*Selection*
Antennas

Question 1
For an infinitesimally small dipole in free space, the electric field E_\theta in the far field is proportional to (e^{-jkr}/r) \sin \theta, where k = 2 \pi /\lambda. A vertical infinitesimally small electric dipole (\delta l \lt \lt \lambda) is placed at a distance h(h \gt 0) above an infinite ideal conducting plane, as shown in the figure. The minimum value of h, for which one of the maxima in the far field radiation pattern occurs at \theta =60^{\circ}, is
A
\lambda
B
0.5\lambda
C
0.25\lambda
D
0.75\lambda
GATE EC 2020   Electromagnetics
Question 1 Explanation: 


\begin{aligned}\left | \text{Total E }\right |&=\left | (E_{\text{single element}}) \right | \left | (A.F.) \right | \\ \left | (A.F.) \right |&=\frac{\sin\left ( N\frac{\psi }{2} \right )}{\sin (\frac{\psi }{2})}=\frac{\sin \left ( 2\frac{\psi }{2} \right )}{\sin \left ( \frac{\psi }{2} \right )} \\ & =\frac{2\sin \left ( \frac{\psi }{2} \right )\cos (\frac{\psi }{2})}{\sin \frac{\psi }{2}} \\ & =2\cos (\frac{\psi }{2})\\ \left | A.F_{N} \right | &=\frac{A.F}{A.F_{max}}=\frac{2\cos (\frac{\psi }{2})}{2} \\ &=\left | \cos \left ( \frac{\psi }{2} \right ) \right | \\ \text{where, }\psi &=\beta d\cos \theta =\frac{2\pi }{\lambda }(2h)\cos \theta \\ \left.\begin{matrix} \left | A.F_{N} \right |_{\theta =60^{\circ}} \end{matrix}\right|& =\left | \cos (\frac{2\pi }{\lambda }h\cos 60^{\circ}) \right |\\ &=\left | \cos \left ( \frac{\pi h}{\lambda } \right ) \right |\\ \cos \theta \text{ is maximum ,where } \theta &=n\pi \;\; n=0,1,2..\\ \frac{\pi h}{\lambda }&=n\pi \Rightarrow h=n\lambda \\ \Rightarrow \; \text{For } n=1, \;\; h_{min}&=\lambda \end{aligned}
Question 2
Radiation resistance of a small dipole current element of length l at a frequency of 3 GHz is 3 ohms. If the length is changed by 1%, then the percentage change in the radiation resistance, rounded off to two decimal places, is _____ %.

*Given data*
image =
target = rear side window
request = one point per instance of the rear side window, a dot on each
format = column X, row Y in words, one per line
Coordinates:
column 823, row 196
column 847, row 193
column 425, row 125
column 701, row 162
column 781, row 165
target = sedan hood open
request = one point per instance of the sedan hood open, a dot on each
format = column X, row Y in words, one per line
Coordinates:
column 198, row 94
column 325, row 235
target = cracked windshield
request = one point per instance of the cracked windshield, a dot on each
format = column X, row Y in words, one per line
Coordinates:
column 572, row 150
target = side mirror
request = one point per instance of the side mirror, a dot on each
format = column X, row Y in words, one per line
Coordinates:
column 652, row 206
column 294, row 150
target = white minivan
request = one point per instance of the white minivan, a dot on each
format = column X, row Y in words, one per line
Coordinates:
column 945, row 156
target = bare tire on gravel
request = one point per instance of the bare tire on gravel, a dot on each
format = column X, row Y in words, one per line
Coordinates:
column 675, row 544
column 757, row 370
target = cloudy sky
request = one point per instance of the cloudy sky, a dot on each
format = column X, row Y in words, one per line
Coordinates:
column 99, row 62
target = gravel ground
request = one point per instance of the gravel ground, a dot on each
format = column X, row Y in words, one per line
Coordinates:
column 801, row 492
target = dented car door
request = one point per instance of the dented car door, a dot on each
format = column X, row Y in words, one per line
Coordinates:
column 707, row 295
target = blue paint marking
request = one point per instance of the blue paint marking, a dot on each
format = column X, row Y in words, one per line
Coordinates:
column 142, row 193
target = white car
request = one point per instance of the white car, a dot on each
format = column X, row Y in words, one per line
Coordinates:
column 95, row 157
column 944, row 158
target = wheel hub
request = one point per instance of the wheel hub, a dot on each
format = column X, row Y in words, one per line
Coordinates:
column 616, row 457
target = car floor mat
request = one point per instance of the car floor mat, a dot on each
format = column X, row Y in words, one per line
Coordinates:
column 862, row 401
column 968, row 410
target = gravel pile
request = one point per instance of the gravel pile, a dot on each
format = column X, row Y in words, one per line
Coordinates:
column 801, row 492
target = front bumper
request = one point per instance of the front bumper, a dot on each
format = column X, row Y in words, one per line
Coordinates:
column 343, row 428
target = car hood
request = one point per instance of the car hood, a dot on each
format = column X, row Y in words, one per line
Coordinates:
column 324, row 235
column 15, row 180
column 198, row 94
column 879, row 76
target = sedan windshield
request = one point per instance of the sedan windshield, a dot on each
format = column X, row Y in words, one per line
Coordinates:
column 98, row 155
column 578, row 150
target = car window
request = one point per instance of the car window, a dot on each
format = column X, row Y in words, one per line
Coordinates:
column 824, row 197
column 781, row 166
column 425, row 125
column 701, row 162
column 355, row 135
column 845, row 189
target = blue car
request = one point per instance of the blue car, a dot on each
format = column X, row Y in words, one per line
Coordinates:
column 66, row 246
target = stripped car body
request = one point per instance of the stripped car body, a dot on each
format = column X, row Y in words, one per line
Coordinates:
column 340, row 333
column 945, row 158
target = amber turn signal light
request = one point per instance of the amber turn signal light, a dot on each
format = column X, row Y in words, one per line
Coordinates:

*Directives*
**a.** In the antennas quiz, what minimum value of h does the explanation for Question 1 arrive at?
**b.** List the four answer options offered for Question 1 in the antennas quiz.
**c.** Continue the antennas quiz from its last line.

*The results*
**a.** h_min = λ

**b.** λ, 0.5λ, 0.25λ, 0.75λ

**c.**
A
0.86
B
2.01
C
2.54
D
2.68
GATE EC 2019   Electromagnetics
Question 2 Explanation: 
Radiation resistance of a small dipole current element of length 'I' is
\begin{array}{l} R_{\mathrm{rad}}=80 \pi^{2}\left(\frac{l}{\lambda}\right)^{2} \Rightarrow R \propto l^{2} \\ \frac{R_{2}}{R_{1}}=\left(\frac{l_{2}}{l_{1}}\right)^{2} \end{array}
If length is changed by 1% then percentage change in the radiation resistance.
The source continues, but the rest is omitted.